BEGIN RECORD EXTRACTS

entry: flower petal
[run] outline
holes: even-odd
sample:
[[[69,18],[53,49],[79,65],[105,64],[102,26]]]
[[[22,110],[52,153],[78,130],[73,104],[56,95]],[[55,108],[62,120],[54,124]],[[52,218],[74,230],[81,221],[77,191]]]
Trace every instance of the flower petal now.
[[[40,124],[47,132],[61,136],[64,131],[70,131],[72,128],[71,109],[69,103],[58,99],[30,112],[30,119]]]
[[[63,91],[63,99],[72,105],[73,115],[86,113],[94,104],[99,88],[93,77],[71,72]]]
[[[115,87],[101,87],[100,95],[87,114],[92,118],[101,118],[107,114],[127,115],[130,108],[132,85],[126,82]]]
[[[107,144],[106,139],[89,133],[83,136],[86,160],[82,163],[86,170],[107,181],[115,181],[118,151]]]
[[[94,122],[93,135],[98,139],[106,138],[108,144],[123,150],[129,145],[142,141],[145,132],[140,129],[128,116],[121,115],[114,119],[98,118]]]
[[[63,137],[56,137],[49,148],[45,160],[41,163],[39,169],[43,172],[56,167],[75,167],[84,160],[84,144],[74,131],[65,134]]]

END RECORD EXTRACTS

• WHAT NEEDS TO BE DONE
All of the lines above need to be given again exactly.

• WRITTEN RESPONSE
entry: flower petal
[run] outline
holes: even-odd
sample:
[[[69,18],[53,49],[79,65],[105,64],[102,26]]]
[[[22,110],[52,153],[78,130],[73,104],[56,95]],[[55,108],[62,120],[54,124]],[[52,218],[74,230],[81,221],[77,191]]]
Trace every instance of the flower petal now.
[[[40,124],[47,132],[61,136],[64,131],[70,131],[72,128],[71,109],[69,103],[58,99],[30,112],[30,119]]]
[[[63,91],[63,99],[72,105],[73,115],[86,113],[94,104],[99,88],[93,77],[71,72]]]
[[[115,87],[101,87],[100,95],[87,114],[92,118],[101,118],[107,114],[127,115],[130,108],[132,85],[126,82]]]
[[[107,144],[106,139],[89,133],[83,136],[86,160],[82,163],[86,170],[107,181],[115,181],[118,151]]]
[[[94,122],[93,135],[98,139],[106,138],[108,144],[123,150],[129,145],[142,141],[145,132],[140,129],[128,116],[121,115],[114,119],[98,118]]]
[[[63,137],[56,137],[49,148],[45,160],[41,163],[39,169],[43,172],[56,167],[75,167],[84,160],[84,144],[74,131],[65,134]]]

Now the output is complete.